Print each of the records below word for word, without changing a single character.

RECORDS:
━━━━
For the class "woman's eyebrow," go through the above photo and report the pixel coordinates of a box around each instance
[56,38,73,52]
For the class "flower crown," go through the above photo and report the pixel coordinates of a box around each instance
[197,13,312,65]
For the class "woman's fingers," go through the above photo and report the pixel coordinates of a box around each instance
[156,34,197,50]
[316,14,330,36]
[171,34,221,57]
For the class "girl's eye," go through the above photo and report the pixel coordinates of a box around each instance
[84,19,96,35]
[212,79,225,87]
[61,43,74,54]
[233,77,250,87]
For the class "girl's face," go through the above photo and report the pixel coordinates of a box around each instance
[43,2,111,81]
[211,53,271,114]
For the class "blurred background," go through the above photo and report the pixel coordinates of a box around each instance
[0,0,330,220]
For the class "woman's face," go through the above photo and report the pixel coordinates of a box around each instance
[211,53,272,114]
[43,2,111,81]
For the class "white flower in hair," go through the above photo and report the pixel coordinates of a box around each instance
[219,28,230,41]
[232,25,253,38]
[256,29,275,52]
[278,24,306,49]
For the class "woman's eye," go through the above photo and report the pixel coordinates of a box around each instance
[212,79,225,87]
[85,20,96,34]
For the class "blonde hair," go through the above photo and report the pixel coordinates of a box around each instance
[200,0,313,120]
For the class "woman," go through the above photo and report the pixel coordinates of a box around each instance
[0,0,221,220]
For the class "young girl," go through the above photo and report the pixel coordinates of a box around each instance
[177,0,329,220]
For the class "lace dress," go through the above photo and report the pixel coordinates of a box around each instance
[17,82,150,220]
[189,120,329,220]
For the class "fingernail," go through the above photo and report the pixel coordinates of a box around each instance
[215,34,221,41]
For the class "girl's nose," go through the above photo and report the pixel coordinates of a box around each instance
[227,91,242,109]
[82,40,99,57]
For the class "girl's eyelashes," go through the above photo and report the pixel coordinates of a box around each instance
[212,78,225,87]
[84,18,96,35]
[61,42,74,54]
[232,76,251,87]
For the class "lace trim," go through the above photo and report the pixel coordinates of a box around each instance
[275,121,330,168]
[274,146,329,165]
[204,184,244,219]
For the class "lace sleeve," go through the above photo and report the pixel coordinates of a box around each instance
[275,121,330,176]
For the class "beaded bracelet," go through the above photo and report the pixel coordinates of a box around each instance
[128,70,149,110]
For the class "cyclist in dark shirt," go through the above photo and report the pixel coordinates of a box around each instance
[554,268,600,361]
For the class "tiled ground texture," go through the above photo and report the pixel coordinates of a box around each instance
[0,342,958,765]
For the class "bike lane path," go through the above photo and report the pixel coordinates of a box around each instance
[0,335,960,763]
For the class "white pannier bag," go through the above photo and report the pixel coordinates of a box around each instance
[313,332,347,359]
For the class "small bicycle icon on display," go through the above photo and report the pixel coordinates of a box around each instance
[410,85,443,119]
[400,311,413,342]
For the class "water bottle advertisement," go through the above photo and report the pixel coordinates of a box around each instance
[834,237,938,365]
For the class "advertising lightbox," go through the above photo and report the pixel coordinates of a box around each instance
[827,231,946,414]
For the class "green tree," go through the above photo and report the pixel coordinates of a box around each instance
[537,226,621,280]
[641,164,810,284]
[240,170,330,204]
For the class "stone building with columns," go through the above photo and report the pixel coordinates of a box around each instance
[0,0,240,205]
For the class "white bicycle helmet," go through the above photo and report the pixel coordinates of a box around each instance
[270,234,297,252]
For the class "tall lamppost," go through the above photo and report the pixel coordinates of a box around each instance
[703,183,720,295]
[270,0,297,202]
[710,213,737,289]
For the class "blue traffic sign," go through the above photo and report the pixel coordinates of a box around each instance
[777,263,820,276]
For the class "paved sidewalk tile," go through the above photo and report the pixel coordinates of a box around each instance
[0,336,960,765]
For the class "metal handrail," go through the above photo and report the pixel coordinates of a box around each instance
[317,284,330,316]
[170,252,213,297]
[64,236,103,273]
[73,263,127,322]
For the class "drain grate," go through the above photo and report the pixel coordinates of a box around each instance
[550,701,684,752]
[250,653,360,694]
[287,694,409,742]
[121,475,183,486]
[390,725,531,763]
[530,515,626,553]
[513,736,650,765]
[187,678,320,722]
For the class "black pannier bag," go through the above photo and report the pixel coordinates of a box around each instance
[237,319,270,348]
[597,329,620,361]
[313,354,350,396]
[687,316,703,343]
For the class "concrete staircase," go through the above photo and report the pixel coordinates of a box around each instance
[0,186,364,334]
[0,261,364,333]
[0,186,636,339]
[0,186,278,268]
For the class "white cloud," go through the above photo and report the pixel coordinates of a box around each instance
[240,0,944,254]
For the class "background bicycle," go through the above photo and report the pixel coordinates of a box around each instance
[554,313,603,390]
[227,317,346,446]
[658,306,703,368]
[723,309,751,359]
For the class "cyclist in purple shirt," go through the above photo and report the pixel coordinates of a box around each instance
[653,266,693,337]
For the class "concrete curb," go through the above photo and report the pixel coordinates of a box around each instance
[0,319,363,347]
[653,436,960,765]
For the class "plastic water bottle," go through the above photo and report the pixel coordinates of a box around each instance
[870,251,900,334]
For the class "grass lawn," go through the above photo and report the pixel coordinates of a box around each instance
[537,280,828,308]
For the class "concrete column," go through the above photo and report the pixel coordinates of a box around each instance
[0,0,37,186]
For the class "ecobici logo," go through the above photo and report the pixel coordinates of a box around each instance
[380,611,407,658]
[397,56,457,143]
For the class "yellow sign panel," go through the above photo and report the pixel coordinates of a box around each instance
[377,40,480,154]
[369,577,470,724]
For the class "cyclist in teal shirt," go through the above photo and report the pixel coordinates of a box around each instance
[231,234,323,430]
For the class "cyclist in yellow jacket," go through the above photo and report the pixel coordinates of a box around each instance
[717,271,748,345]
━━━━
SOLUTION TO THIS EXERCISE:
For the class "woman's eyebrow," go through the above photo and report the pixel coordinates of a box around each instance
[56,38,73,52]
For the class "flower crown," go through the above photo and report the pixel coordinates of a box around each instance
[197,13,312,65]
For the class "woman's fingers," go through the above photo and report the pixel coordinates of a box around each instance
[156,34,197,50]
[316,14,330,36]
[171,34,221,57]
For the class "girl's eye," go through the above photo and report the pixel coordinates of a box around each instance
[84,19,96,35]
[212,79,225,87]
[61,43,74,54]
[233,77,250,87]
For the class "girl's face," go through the above photo and report the pixel coordinates of a box around each instance
[43,2,111,81]
[211,53,271,114]
For the class "blurred background," go through the above photo and report the pixel coordinates of a box around each instance
[0,0,330,220]
For the class "woman's face," go through the above photo and report the pixel coordinates of a box around each instance
[211,53,272,114]
[43,2,111,81]
For the class "white flower in hair," go through the above photo and report the pixel coordinates of a box around each instance
[219,28,230,41]
[232,25,253,38]
[256,29,275,52]
[278,24,306,49]
For the class "woman's eye," go through the above photo and report the pixel coordinates of a box around each instance
[212,79,225,87]
[85,20,96,34]
For the class "blonde hair," go through the above photo and report the pixel coordinates of a box around each instance
[200,0,313,120]
For the class "woman," go through the above photo and report the pixel coordinates of a box around each instance
[0,0,221,220]
For the class "young girl," go through the above photo and report the pixel coordinates of a box around each instance
[177,0,329,220]
For the class "lace dress," go through the above photo and report the pixel coordinates of a box around each instance
[17,82,150,220]
[189,120,329,220]
For the class "fingernail," go through the above photo and report the pixel coordinates of a box around each instance
[215,34,221,41]
For the class "girl's nose," go through the above photo and report the pixel coordinates of a box around each instance
[227,91,242,109]
[82,40,99,57]
For the class "girl's eyelashes," go through the above photo and report the pixel coordinates of a box around each instance
[212,78,225,87]
[84,18,96,35]
[61,42,74,54]
[232,76,251,87]
For the class "lace trim," go through the above photo and report the pixel coordinates of a box around each instance
[275,121,330,168]
[274,146,329,165]
[204,184,244,219]
For the class "lace sleeve," go through the above photo and report the pixel coordinates of a box around each instance
[275,121,330,176]
For the class "beaded bracelet," go through the above photo and report the pixel coordinates of a box around each instance
[128,70,149,110]
For the class "cyclist in dark shirt," go through the above photo and report the pixel coordinates of a box around each instance
[554,268,600,361]
For the class "tiled ground texture," go through the above photo and report the pixel coordinates of a box around each instance
[0,342,958,765]
For the class "bike lane path," go through the above photo and report the pixel coordinates of a box around each instance
[0,335,960,763]
For the class "white pannier bag," go through the above photo and report the pixel coordinates of a box around each instance
[313,332,347,359]
For the class "small bicycle icon on display," go through the above photo and report the pixel coordinates of a box around each instance
[410,85,443,119]
[400,311,413,342]
For the class "water bottle advertisement," go through the above photo and report the pixel coordinates of a box around each instance
[834,237,938,365]
For the class "advertising lightbox," go through the above photo and report the pixel coordinates of a box around each instance
[827,231,946,414]
For the class "green tree," go through the above photo and report the pixel coordinates of a box around each instance
[537,226,621,280]
[641,164,810,284]
[240,170,330,204]
For the class "stone building with columns," go through the above photo and report the pixel coordinates of a box around each instance
[0,0,240,205]
For the class "white bicycle helmet," go through the above photo and report the pixel coordinates of a box around each instance
[270,234,297,252]
For the class "tall lamppost," go through the above photo and report the pixel coordinates of a box around each instance
[703,183,720,295]
[270,0,297,202]
[710,213,737,289]
For the class "blue traffic sign," go through the above photo and report the pixel coordinates of a box around each instance
[777,263,820,276]
For the class "paved sidewalk tile," go through the above photo and report the pixel coordinates of a box around each instance
[0,336,960,765]
For the class "metal handrail," go through the above photo and report the pixel coordinates of a box around each instance
[317,284,330,316]
[170,252,213,297]
[64,236,103,273]
[73,263,127,322]
For the class "drain grate," go through the above photo and report the pixel coordinates of a box around each instance
[550,701,684,752]
[250,653,360,694]
[287,694,409,742]
[121,475,183,486]
[390,725,531,763]
[530,515,626,553]
[513,736,650,765]
[187,678,320,722]
For the class "black pannier bag," go through the above photo and report the pixel coordinates of a box around each instance
[237,319,270,348]
[597,329,620,361]
[313,354,350,396]
[687,316,703,343]
For the class "concrete staircase," go through the above photo and report the pixel coordinates of a box around each instance
[0,186,364,334]
[0,261,364,333]
[0,186,636,339]
[0,186,278,268]
For the class "white cloud," go through the above photo and report the pixel coordinates of a box around each instance
[240,0,944,254]
For the class "background bicycle," go through the above photo and report the pixel coordinates of a box around each instance
[554,313,603,390]
[227,317,346,446]
[658,306,703,368]
[723,309,751,359]
For the class "cyclist in purple shirt," go through the above photo and report the pixel coordinates of a box around each instance
[653,266,693,337]
For the class "concrete curb," go through the above photo and report the pixel coordinates of a box around each instance
[0,319,363,347]
[653,436,960,765]
For the class "plastic water bottle," go through the above photo and report the pixel coordinates of a box around each instance
[870,251,900,334]
For the class "grass lawn," go through the above photo and report the pixel coordinates of a box around each instance
[537,280,828,308]
For the class "concrete column," go through the above photo and report the pixel coordinates of a box around each instance
[0,0,37,186]
For the class "ecobici logo," go through the above photo and report the pixel coordinates of a box around each instance
[380,611,407,658]
[397,56,457,143]
For the class "yellow sign panel," go through the above photo and report the pixel coordinates of a box around each instance
[377,40,480,154]
[369,577,470,724]
For the class "cyclist in teal shirt," go through the above photo and report the pixel coordinates of a box around each instance
[231,234,323,430]
For the class "cyclist in yellow jacket," go through the above photo and report the pixel coordinates of a box around each instance
[717,271,748,345]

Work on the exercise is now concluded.